Brief -
In the rows below, find each line that contains the word "black" and copy those lines. Case counts.

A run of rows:

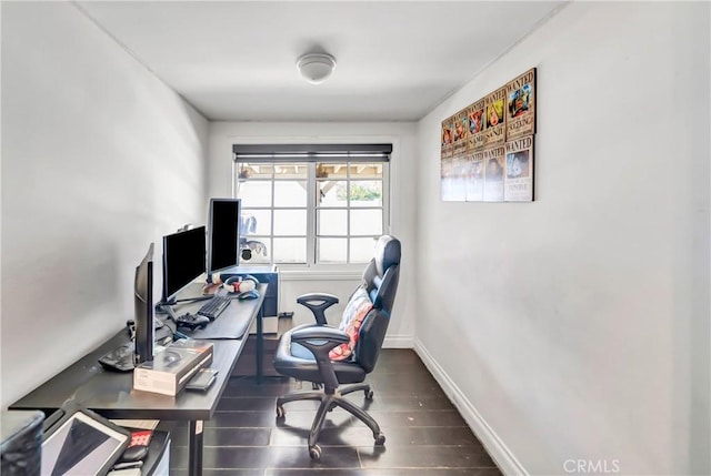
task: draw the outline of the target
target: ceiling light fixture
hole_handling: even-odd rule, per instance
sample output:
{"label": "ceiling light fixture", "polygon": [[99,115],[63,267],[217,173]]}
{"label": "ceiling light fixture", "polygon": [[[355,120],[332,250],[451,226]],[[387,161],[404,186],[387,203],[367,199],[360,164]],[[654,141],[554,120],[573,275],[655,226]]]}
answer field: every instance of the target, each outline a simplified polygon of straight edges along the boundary
{"label": "ceiling light fixture", "polygon": [[297,60],[297,68],[311,84],[321,84],[336,68],[336,58],[327,53],[308,53]]}

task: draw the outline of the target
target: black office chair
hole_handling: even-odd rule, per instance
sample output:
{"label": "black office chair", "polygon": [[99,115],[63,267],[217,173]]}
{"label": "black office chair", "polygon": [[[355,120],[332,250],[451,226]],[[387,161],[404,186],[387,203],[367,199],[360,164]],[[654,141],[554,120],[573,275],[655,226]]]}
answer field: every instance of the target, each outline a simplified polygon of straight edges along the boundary
{"label": "black office chair", "polygon": [[[309,455],[318,460],[321,448],[317,445],[327,412],[337,406],[360,418],[373,432],[377,445],[385,443],[385,436],[378,423],[362,408],[343,398],[352,392],[363,391],[367,399],[372,399],[370,385],[364,384],[365,375],[375,367],[385,331],[390,323],[392,303],[400,276],[400,241],[393,236],[381,236],[375,244],[374,257],[363,272],[363,283],[349,298],[349,305],[360,296],[370,300],[370,311],[362,318],[358,340],[352,354],[346,361],[331,361],[329,352],[348,344],[349,336],[326,321],[326,310],[338,303],[331,294],[306,294],[297,302],[306,305],[316,317],[317,324],[306,324],[282,335],[274,354],[274,368],[282,375],[317,384],[323,384],[323,392],[299,392],[277,398],[277,417],[286,415],[283,404],[294,401],[320,401],[321,404],[309,434]],[[348,310],[348,306],[347,306]],[[339,389],[339,385],[357,384]]]}

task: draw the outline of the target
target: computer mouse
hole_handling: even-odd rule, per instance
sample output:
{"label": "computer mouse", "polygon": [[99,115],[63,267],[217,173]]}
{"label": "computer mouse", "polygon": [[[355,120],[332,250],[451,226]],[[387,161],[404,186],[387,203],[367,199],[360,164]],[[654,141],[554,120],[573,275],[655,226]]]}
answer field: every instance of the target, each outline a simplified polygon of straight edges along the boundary
{"label": "computer mouse", "polygon": [[243,293],[240,293],[237,295],[237,298],[240,301],[244,301],[244,300],[256,300],[257,297],[259,297],[259,293],[254,290],[252,291],[244,291]]}
{"label": "computer mouse", "polygon": [[147,454],[148,454],[148,446],[146,445],[129,446],[123,450],[123,454],[121,455],[121,458],[119,458],[119,462],[121,463],[138,462],[143,459]]}

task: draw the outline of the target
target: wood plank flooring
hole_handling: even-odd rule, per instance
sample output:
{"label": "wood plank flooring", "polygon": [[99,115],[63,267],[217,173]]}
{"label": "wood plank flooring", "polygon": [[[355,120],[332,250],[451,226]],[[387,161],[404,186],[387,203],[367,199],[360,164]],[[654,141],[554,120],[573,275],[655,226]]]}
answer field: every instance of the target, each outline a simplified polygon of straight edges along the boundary
{"label": "wood plank flooring", "polygon": [[[277,422],[276,401],[311,384],[289,378],[230,381],[214,417],[206,422],[206,476],[500,476],[500,470],[411,350],[383,350],[368,376],[374,397],[348,397],[379,423],[387,440],[375,446],[370,429],[348,412],[328,414],[312,462],[307,440],[318,402],[284,405]],[[161,422],[171,431],[171,475],[187,475],[188,425]]]}

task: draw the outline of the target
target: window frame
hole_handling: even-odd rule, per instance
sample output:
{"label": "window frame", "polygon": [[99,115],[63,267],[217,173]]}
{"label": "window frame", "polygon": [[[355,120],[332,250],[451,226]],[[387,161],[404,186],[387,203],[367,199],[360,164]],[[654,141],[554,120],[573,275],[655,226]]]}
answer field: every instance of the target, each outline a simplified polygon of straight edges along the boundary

Task result -
target: black office chair
{"label": "black office chair", "polygon": [[99,115],[63,267],[217,173]]}
{"label": "black office chair", "polygon": [[[355,120],[332,250],[451,226]],[[387,161],[404,186],[387,203],[367,199],[360,164]],[[654,141],[554,120],[573,275],[655,226]]]}
{"label": "black office chair", "polygon": [[[309,455],[318,460],[321,448],[317,445],[327,412],[337,406],[360,418],[373,432],[377,445],[385,443],[385,436],[378,423],[362,408],[343,398],[352,392],[363,391],[367,399],[372,399],[370,385],[364,384],[365,375],[375,367],[385,331],[390,323],[392,303],[400,276],[400,241],[393,236],[381,236],[375,244],[374,257],[363,272],[363,283],[349,298],[349,305],[360,296],[370,300],[370,311],[362,318],[358,340],[352,354],[346,361],[331,361],[329,352],[348,344],[349,336],[326,321],[326,310],[338,303],[331,294],[306,294],[297,302],[306,305],[316,317],[317,324],[306,324],[282,335],[274,354],[274,368],[282,375],[317,384],[323,384],[323,392],[299,392],[277,398],[277,417],[286,415],[283,404],[294,401],[320,401],[321,404],[309,434]],[[348,310],[348,306],[347,306]],[[339,389],[339,385],[357,384]]]}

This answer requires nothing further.